Six years, one well received memoir, and countless television appearances later, Sherri Shepherd admits to a learning curve when it came to keeping pace with her fellow panelists on The View. She also maintains that her strict Christian upbringing and spiritual outlook deserve valid recognition among her colleagues, and the public.
It was, in fact, her strong faith that led to Sherri Shepherd's most exciting role to date, playing Lula in author Janet Evanovich's novel turned major motion picture, One For The Money, alongside rom-com queen, Katherine Heigl.
Sherri spoke with me from her dressing room at The View moments after playing on-air host to Heigl and her daughter, Naleigh, during that morning's show.
PR.com (Allison Kugel): The View must have been exciting for you this morning. Your One For The Money co-star, Katherine Heigl, and the book's author, Janet Evanovich, were both on today's show. How was that reunion?
Sherri Shepherd: I was so excited! It was really great because Janet Evanovich loved the movie, so that's a big endorsement; she loved Katie Heigl's character, and she loved my character!
PR.com: Was your character, Lula, in the film version of One For The Money, true to the way Janet Evanovich wrote her in her novel from her Plum Series of books?
Sherri Shepherd: Yeah, absolutely. There probably was a scene that was a little bit more brutal than what they show in the movie. I took some license with my character, which Janet Evanovich approved of.
PR.com: When you say "brutal" what are you referring to exactly?
Sherri Shepherd: In the movie, Lula is trying to help Stephanie [Plum] (played by Katherine Heigl) solve a mystery and catch the crook. I don't want to give it away because it's bad, but in the book the ramifications that happen to Lula are pretty brutal. In the movie it wasn't as bad, but it is bad. But it was pretty much true to the book.
PR.com: In your memoir ("Permission Slips," Grand Central Publishing) you talk about being a fan of Janet's writing. I can see why you felt a connection to the characters she writes about in her novels. They're about women who find themselves in less than ideal circumstances and surrounded by troubled men, and they have to overcome that. Was that why you connected with Janet's writing?

▶ _Directions_
1/ State whether each statement agrees with the interview, answering yes or no and quoting the deciding words: (a) Janet Evanovich approved of the license Sherri Shepherd took with her character. (b) Shepherd says the movie treats Lula more harshly than the book does. (c) Shepherd spoke from her dressing room at The View.
2/ Rewrite the stretch of the interview from "PR.com (Allison Kugel): The" through "loved my character!", renaming "reunion" as "get-together".

Entries from a point annotation set
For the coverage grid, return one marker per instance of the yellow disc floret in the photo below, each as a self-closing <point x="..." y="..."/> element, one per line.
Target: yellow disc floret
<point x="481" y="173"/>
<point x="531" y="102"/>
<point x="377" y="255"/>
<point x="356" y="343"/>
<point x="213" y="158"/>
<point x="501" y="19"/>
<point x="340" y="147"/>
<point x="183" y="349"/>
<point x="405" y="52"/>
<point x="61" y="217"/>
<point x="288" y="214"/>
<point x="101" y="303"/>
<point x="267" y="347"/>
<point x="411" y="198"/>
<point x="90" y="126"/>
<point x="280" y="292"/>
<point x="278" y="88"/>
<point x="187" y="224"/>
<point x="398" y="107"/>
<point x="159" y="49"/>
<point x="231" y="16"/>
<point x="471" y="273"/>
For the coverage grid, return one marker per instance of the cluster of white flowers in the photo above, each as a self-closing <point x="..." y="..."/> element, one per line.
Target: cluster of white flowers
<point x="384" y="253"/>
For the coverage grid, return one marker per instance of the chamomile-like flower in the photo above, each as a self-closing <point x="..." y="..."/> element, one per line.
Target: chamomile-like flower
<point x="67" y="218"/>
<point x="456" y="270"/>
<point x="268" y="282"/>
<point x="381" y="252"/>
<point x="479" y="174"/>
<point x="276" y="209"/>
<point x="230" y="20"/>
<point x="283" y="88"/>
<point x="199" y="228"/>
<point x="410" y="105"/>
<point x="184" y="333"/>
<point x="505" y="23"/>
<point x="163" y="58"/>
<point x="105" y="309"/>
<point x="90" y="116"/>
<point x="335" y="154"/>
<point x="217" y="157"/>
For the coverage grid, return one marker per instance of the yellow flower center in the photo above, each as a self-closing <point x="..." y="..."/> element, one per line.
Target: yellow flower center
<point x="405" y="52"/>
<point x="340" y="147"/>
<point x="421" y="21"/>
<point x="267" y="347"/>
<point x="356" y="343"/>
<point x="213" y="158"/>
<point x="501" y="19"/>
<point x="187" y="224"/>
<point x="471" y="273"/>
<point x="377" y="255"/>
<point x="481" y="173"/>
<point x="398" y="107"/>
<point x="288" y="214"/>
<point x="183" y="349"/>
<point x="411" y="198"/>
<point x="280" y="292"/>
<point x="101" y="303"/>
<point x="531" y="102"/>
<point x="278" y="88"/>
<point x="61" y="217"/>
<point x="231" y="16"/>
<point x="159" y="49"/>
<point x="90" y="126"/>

▶ _Solution list_
1/
(a) Yes: "I took some license with my character, which Janet Evanovich approved of."
(b) No: "In the movie it wasn't as bad, but it is bad."
(c) Yes: "Sherri spoke with me from her dressing room at The View"

2/
PR.com (Allison Kugel): The View must have been exciting for you this morning. Your One For The Money co-star, Katherine Heigl, and the book's author, Janet Evanovich, were both on today's show. How was that get-together?
Sherri Shepherd: I was so excited! It was really great because Janet Evanovich loved the movie, so that's a big endorsement; she loved Katie Heigl's character, and she loved my character!